[REQUEST]
Leave out the pictures; transcribe all else exactly.

[GIVEN DATA]
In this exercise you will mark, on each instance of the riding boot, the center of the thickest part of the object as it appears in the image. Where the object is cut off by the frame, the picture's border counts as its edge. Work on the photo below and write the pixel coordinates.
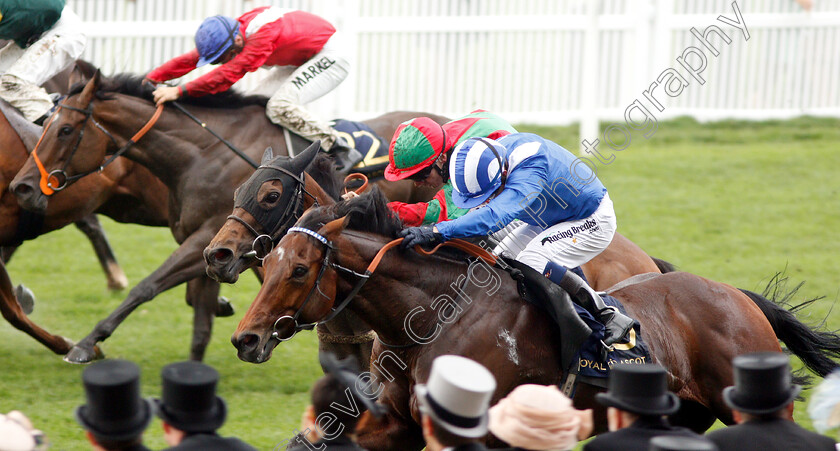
(345, 157)
(616, 324)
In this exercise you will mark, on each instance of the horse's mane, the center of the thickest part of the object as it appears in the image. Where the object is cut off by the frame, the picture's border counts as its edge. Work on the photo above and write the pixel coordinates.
(131, 84)
(368, 212)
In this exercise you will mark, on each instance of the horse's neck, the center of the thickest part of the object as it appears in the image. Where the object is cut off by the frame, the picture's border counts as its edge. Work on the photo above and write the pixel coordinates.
(400, 291)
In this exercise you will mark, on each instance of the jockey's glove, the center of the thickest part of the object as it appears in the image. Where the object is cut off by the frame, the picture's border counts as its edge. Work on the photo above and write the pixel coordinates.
(414, 236)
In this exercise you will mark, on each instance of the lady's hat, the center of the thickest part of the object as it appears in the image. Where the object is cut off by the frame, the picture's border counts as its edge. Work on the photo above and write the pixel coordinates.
(457, 395)
(114, 408)
(763, 383)
(189, 401)
(639, 389)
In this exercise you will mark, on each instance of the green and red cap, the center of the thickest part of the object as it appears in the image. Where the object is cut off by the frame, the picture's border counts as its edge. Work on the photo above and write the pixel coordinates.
(416, 145)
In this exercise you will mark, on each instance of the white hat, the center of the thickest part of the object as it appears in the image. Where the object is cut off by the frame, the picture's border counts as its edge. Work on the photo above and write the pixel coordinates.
(16, 433)
(457, 395)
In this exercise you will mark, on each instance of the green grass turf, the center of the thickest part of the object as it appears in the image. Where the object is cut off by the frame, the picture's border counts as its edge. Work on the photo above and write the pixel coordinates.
(733, 201)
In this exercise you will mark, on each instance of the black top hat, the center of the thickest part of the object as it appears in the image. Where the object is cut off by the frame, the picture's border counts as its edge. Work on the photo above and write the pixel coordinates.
(763, 383)
(114, 409)
(681, 443)
(639, 389)
(189, 401)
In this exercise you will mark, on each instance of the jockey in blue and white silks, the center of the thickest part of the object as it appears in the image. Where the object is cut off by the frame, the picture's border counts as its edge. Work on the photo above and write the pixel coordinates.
(567, 215)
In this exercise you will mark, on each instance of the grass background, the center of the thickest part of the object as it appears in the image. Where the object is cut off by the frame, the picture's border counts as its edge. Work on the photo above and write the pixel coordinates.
(733, 201)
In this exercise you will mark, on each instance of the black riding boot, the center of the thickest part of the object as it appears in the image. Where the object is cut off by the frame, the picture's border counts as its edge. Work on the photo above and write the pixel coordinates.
(345, 157)
(617, 324)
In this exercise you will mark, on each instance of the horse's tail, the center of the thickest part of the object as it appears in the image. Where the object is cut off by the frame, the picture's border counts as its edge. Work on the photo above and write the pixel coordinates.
(664, 267)
(813, 345)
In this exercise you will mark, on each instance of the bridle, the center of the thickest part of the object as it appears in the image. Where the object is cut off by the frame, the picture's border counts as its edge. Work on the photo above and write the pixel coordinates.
(363, 278)
(62, 180)
(329, 249)
(264, 242)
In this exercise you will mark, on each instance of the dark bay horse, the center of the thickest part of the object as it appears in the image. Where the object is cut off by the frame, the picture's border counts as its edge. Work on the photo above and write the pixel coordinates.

[SOLUTION FOR THIS TASK]
In this exercise you will mark, on each instance of the riding boot, the center of the thickest part of the object as it appears in the image. Where the object is cut off by the frame, the picture's border counts as its edge. Work on the photo below and write the pixel coordinates.
(345, 157)
(616, 324)
In this exercise you will mark, on each instance of the horse's mane, the center of the thickest part of the object as it appears in the image. Where the object is cut off by the frame, the picture's border counts as its edge. Work on the photo above and write the pixel coordinates.
(131, 84)
(368, 212)
In this exercise you will mark, on each instance of the horse's neck, the center of the thickest part of the object as it appears in the image. Where the object is cut off by the frame, the picture's border counts as its edge. Work on the photo above and write the pixel coordinates.
(400, 291)
In this exercise you will mark, on each instance of the jockey's glove, the center of the thickest part of the object as it appears in the image. Where the object is cut off by the frame, the picture's border counts as its edge. Work on the photo above and write the pixel coordinates.
(414, 236)
In this exercise you will mark, on each instance of the lady's hat, the center of the thickest part of the object as it appears in the image. Where the object is cut off by the frame, the picture's border counts as its edge. Work on the photo above and write the pixel coordinates.
(457, 395)
(114, 408)
(763, 383)
(189, 401)
(639, 389)
In this exercise you will mark, on each instance of the green and red cap, the center of the thickest part of the object as it appears in the image. Where the object is cut off by the frame, the picture's border counts as its edge. Work on the photo above and write the pixel coordinates.
(416, 145)
In this exercise you will mark, on each instance of the white hat, the center of the thickest part of the object as it appears in the image. Where the object is cut off by the frame, the picture's border counts as its edge. Work on the photo above and write the pixel coordinates.
(16, 433)
(457, 395)
In this exercise you will mark, on each instance of the green grass turf, the center of the thickest part of the object as it appears in the image. Where the object is cut off by the frame, the picture's border counts as its edge. Work on the photo above and write the pixel coordinates.
(733, 201)
In this exercise you will mark, on each instance of the black top hat, the center of the thickest part of the object as it appears in the image. Where the object is cut off by the frame, the picture's border counts as its edge. Work on the photo above and write the pixel coordinates.
(763, 383)
(114, 409)
(681, 443)
(639, 389)
(189, 401)
In this exercise you will mark, on each instance of the jockey in blue and white silks, the center of the thickest part of the object as it appears in the image. Where the object is cut off by the frame, the picture's border counts as its edge. Work on the photo above and write the pixel coordinates.
(567, 215)
In this exercise you will mark, on each instance of the grass background, the center of the thickest part of the object as it appears in the image. Where the object is cut off by the frame, the picture's border counts as its edge. Work on the photo above and write the pixel coordinates.
(733, 201)
In this exercise you will mark, on each instance of the black riding boot, the center of the thickest part of the object as it appears in the image. Where the object is cut off by the frame, the picture's border counts as its edge. Work on the photo above and write the pixel coordinates.
(345, 157)
(617, 324)
In this exercise you will mark, on each instance of the horse's tail, the center of the thickest part of the object as it appears in the image. Where the object is cut off by the frame, the picture's border counts as its edge. Work on the photo above and write the pixel coordinates.
(664, 267)
(813, 345)
In this exercise you will mark, on each instance of the bridle, the center of the thickest part of the object as it appears in the image. Where the object is cut off by the frame, the picture's border counts as its edge. Work on the photo above and write the pixel coordinates.
(363, 278)
(62, 180)
(329, 249)
(264, 242)
In this exercise you will mark, on each instance of the dark bay horse, the center of the thickest part of the object as it appears in the image. Where the object is cut off by the frame, the picture's border counts as its edge. Work on the photo above and write the pixel coordinates.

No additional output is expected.